▸ **TASK REQUIREMENTS**
Below are records to be repeated exactly. Leave their pictures behind.

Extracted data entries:
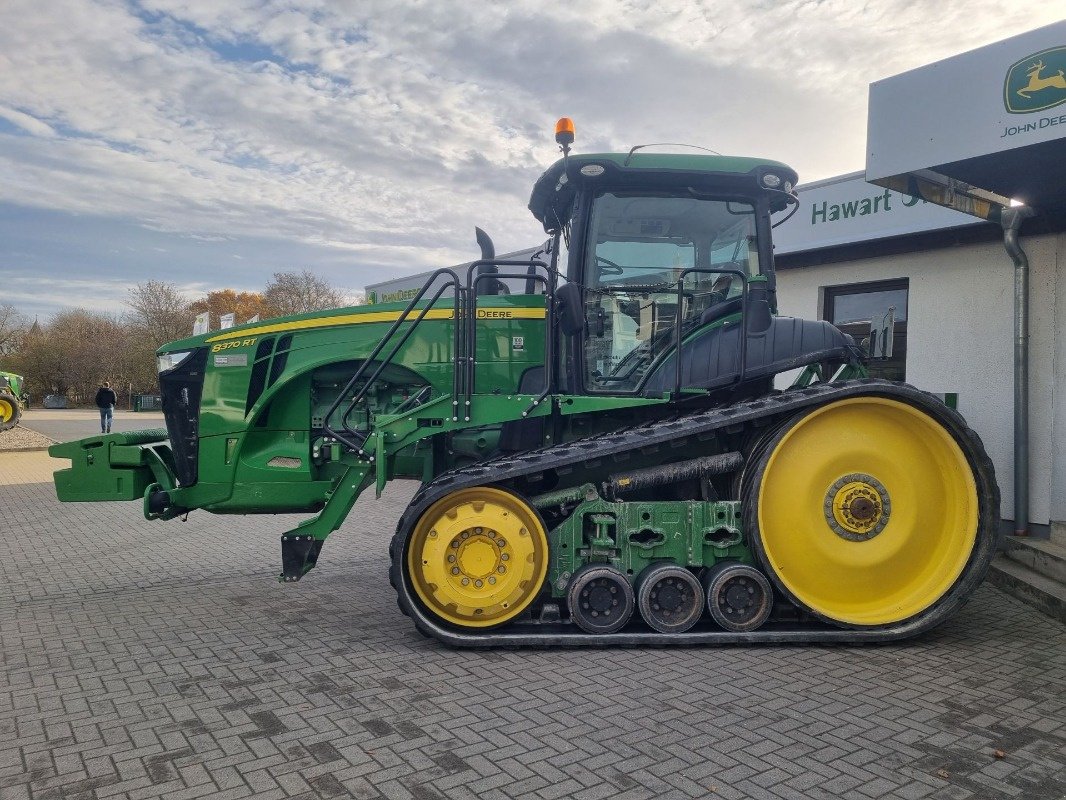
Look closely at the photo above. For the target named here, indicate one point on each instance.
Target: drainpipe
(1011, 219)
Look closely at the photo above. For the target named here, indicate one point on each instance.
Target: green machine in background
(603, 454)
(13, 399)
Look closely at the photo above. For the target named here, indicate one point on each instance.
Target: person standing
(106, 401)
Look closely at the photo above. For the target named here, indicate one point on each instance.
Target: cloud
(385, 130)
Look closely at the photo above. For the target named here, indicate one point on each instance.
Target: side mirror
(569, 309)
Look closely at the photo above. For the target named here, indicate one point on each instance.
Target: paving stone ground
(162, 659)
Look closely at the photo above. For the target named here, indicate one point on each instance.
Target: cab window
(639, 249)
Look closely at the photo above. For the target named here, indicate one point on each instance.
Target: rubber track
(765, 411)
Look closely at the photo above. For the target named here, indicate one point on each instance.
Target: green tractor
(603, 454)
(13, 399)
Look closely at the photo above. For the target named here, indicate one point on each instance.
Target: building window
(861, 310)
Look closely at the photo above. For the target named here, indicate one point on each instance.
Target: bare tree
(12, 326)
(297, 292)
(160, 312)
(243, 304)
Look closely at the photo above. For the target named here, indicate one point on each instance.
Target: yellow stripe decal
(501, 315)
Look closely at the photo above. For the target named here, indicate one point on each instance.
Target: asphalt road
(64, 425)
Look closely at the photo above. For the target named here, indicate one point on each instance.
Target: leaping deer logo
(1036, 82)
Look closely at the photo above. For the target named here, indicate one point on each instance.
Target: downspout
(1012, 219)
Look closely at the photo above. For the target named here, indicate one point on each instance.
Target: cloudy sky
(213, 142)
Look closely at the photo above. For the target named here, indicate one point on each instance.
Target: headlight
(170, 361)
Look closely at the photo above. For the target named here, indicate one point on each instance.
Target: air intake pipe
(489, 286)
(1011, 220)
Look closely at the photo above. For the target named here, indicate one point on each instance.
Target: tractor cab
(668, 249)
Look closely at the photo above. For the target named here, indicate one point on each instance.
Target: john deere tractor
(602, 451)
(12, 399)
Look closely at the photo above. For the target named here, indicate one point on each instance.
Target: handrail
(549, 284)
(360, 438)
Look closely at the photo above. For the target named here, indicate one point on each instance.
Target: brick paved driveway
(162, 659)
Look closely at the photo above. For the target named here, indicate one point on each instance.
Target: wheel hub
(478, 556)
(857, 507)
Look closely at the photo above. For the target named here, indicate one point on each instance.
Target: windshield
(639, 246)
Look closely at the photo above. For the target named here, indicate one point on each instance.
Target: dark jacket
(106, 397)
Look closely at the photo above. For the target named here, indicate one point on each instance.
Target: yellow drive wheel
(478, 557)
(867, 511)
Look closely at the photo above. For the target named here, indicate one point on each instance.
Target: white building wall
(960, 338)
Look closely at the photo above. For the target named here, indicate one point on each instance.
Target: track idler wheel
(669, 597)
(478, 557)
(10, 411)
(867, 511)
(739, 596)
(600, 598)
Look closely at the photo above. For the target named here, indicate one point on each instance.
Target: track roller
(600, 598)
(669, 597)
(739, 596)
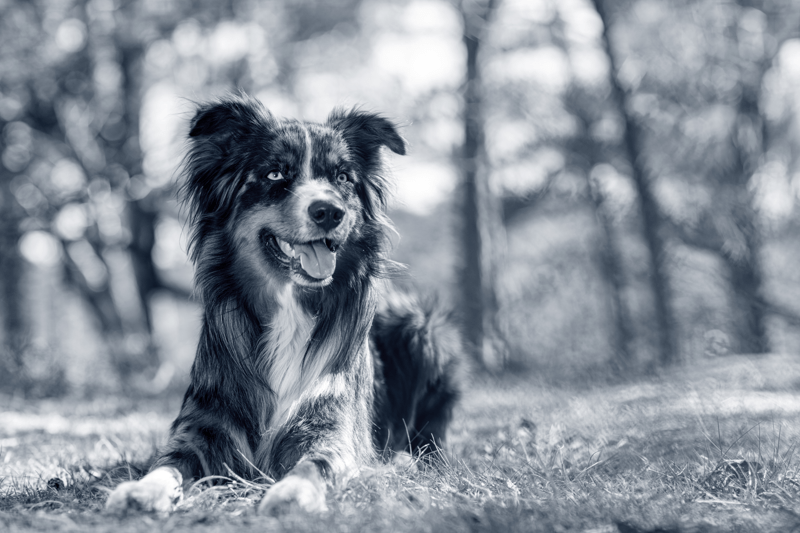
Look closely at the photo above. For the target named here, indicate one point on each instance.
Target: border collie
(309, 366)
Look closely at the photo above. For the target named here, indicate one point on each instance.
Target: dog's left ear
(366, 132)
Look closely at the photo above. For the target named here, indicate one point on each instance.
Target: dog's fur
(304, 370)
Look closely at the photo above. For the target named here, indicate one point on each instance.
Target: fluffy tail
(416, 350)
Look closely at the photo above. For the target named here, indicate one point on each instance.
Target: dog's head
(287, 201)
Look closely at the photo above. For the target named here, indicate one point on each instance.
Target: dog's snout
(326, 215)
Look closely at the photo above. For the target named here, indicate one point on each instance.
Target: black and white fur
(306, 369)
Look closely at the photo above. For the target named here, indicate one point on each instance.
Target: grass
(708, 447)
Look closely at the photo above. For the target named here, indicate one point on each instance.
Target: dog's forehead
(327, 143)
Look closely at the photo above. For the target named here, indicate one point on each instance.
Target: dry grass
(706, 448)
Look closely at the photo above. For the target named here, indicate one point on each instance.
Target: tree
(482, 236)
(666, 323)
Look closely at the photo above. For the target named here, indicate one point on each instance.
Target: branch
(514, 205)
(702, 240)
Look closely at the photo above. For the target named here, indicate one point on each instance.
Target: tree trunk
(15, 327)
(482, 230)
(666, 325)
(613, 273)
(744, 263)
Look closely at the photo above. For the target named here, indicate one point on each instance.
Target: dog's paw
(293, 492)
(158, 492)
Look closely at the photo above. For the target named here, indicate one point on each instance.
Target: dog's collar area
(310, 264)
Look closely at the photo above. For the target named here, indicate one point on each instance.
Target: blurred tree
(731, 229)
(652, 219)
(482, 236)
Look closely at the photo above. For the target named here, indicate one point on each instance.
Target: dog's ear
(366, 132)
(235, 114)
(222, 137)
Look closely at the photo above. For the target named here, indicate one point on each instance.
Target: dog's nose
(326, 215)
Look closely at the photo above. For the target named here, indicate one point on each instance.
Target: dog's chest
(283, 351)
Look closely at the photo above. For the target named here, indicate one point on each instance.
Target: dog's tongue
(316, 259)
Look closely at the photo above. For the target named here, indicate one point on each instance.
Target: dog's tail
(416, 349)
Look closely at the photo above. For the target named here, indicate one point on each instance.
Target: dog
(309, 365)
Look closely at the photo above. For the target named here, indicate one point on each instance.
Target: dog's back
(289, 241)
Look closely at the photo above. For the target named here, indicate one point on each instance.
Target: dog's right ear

▸ **WRITTEN RESPONSE**
Look closely at the photo above. For the target named here, indicate one point on each instance.
Target: drainpipe
(1011, 219)
Look closely at the photo above. For the target named here, indicate one point on each instance.
Target: green machine in background
(603, 454)
(13, 399)
Look closely at the photo above. For the target named here, indicate one point on each instance.
Target: person standing
(106, 401)
Look closely at the photo above. For the target named here, indicate one point on each instance.
Target: cloud
(385, 130)
Look closely at the photo above. For the target named here, indicate one point on each instance.
Target: side mirror
(569, 309)
Look closely at the photo above. For the target named here, indicate one point on each instance.
Target: paving stone ground
(162, 659)
Look closely at the photo above. For the target named here, indicate one point on each instance.
Target: cab window
(639, 249)
Look closely at the photo above. For the target named here, indicate one point on each instance.
Target: rubber track
(765, 411)
Look closely at the photo above. For the target named here, indicate one point on each instance.
Target: green tractor
(603, 454)
(13, 399)
Look closely at the photo above. For the target named here, indicate one point on each instance.
Target: building window
(861, 310)
Look closely at the photo above. For the target named here, indicate one point on each instance.
Target: bare tree
(12, 326)
(297, 292)
(160, 312)
(243, 304)
Look closely at the photo above. For the target named here, indicate one point on each instance.
Target: yellow stripe decal
(501, 315)
Look closely at the photo above. For the target named here, indicate one point on each instance.
Target: asphalt road
(64, 425)
Look closely at the photo above. For the target named here, indicate one point on each instance.
Target: leaping deer logo
(1036, 82)
Look closely at the photo above. For the target named here, indicate one point on each instance.
Target: downspout
(1012, 219)
Look closely at the photo above. For the target named here, indicate one point on each instance.
Target: cloudy sky
(213, 142)
Look closely at the photo above. For the target named here, indicate one point on each instance.
Target: headlight
(170, 361)
Look closely at the photo above. For the target named here, indicate one point on each instance.
Target: air intake pipe
(489, 286)
(1011, 220)
Look closely at the photo above. For the target named here, indicate one point on each instance.
Target: tractor cab
(668, 249)
Look closely at the photo above. For the target named here, indicate one point on each instance.
Target: john deere tractor
(602, 451)
(12, 399)
Look closely at the photo above. For the target named here, indicate one point on each instance.
Target: handrail
(549, 284)
(360, 438)
Look closely at the photo above. For the target named here, indicate one point on each instance.
Target: brick paved driveway
(162, 659)
Look closely at the photo above. For the target named here, indicate one point on each instance.
Target: wheel hub
(478, 556)
(857, 507)
Look closely at the photo above. For the target named here, indicate one point on each instance.
Target: windshield
(639, 246)
Look closely at the photo above. For the target named here, indicate one point on each instance.
Target: dark jacket
(106, 397)
Look closely at the photo above. For the target named here, indicate one point on each instance.
Target: yellow drive wheel
(478, 557)
(867, 511)
Look closely at the photo above. For the target named here, indicate one point on each instance.
Target: white building wall
(960, 338)
Look closely at the photo above. For the target named here, indicate one point on each instance.
Target: track idler wheel
(669, 597)
(478, 557)
(10, 411)
(867, 511)
(739, 596)
(600, 598)
Look closely at the photo above. For the target named here, indicate one point on each instance.
Target: track roller
(600, 598)
(669, 597)
(739, 596)
Look closely at the photo above. For the target named here, indicate one point on each instance.
Target: border collie
(309, 366)
Look closely at the photo above. For the target named here, indicate one point on each instance.
Target: dog's left ear
(366, 132)
Look closely at the photo above. For the target named here, indicate one point on each instance.
Target: dog's fur
(304, 370)
Look closely at the photo above. For the target named here, indicate one point on each instance.
Target: fluffy tail
(416, 350)
Look closely at the photo above. For the target named here, indicate one point on each instance.
Target: dog's head
(287, 201)
Look closely at the photo above. For the target named here, indicate one point on each instance.
Target: dog's snout
(326, 215)
Look closely at the photo above. For the target named here, indicate one point on each instance.
Target: black and white fur
(306, 369)
Look closely at the photo above. For the target named here, indicate one point on each instance.
Target: grass
(708, 447)
Look closely at the photo above. For the target named here, indicate one point on each instance.
Target: dog's forehead
(327, 143)
Look closely at the photo above. For the target named here, indicate one point on each instance.
Target: dry grass
(706, 448)
Look closely at the photo above. For the target named here, indicate one point on each instance.
Target: tree
(482, 236)
(666, 323)
Look closely at the photo above. For the target named here, indicate one point on each instance.
Target: branch
(514, 205)
(702, 240)
Look closely at the photo above. For the target named here, indicate one point on each instance.
Target: tree trunk
(15, 327)
(482, 230)
(666, 325)
(613, 273)
(744, 263)
Look closely at the photo above. For the target named here, indicate one point on each instance.
Target: dog's paw
(293, 492)
(158, 492)
Look closely at the photo above. For the target named here, indicate one point on each instance.
Target: dog's collar area
(310, 264)
Look closely at the photo above. For the target named here, indicate one point on each instance.
Target: blurred tree
(731, 229)
(652, 219)
(482, 236)
Look closely at the photo above. For the target named here, indicate one point on each instance.
Target: dog's ear
(366, 132)
(235, 114)
(222, 137)
Look closely at the photo above. For the target named here, indicate one point on each instance.
Target: dog's nose
(326, 215)
Look closely at the photo above. For the target named here, indicate one point on each instance.
Target: dog's chest
(283, 351)
Look closely at the photo above. For the target named here, indicate one point on each instance.
Target: dog's tongue
(316, 259)
Look closely at the photo above. For the target named here, indicate one point on each instance.
Target: dog's tail
(416, 349)
Look closely at the photo above. For the target named here, indicate one point on each instance.
Target: dog
(309, 365)
Look closely at the photo above. For the target named here, indicate one point on each instance.
Target: dog's back
(289, 241)
Look closely at the photo above. For the target named here, indicate one point on each instance.
Target: dog's right ear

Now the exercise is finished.